Task material -
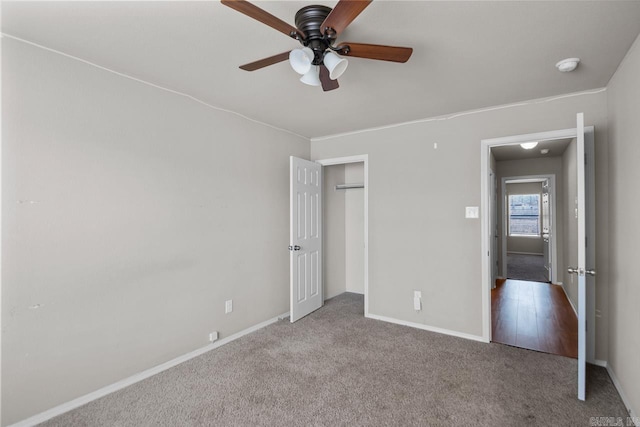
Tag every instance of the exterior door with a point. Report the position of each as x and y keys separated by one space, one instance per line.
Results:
x=306 y=294
x=493 y=215
x=546 y=228
x=585 y=270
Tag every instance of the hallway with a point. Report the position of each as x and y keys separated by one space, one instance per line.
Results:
x=534 y=315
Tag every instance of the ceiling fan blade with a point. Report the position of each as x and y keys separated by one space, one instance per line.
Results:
x=263 y=16
x=265 y=62
x=376 y=51
x=342 y=15
x=327 y=83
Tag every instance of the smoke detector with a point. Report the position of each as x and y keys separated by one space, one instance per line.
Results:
x=568 y=64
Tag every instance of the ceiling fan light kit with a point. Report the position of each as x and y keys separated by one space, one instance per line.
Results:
x=335 y=65
x=312 y=77
x=301 y=59
x=317 y=29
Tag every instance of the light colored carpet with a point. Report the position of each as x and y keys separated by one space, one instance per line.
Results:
x=336 y=367
x=526 y=267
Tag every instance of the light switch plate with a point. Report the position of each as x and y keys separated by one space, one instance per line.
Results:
x=472 y=212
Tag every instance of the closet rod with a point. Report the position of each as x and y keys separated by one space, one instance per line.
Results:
x=348 y=186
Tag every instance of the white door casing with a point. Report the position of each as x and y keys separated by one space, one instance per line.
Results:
x=306 y=293
x=585 y=270
x=586 y=239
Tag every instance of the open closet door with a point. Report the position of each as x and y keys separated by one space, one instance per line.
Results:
x=305 y=248
x=586 y=249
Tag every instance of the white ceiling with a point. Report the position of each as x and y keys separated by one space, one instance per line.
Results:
x=467 y=55
x=556 y=148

Directions - Among the records above, find each line holding "closet" and list it.

Worked solution -
Tag every instance of the closet rod with a point. Report the position of each as x and y keys separated by one space, one instance per line.
Tag every instance of the open closet door with a point. Report the position of each as x and y keys separated by one space, one instance per line.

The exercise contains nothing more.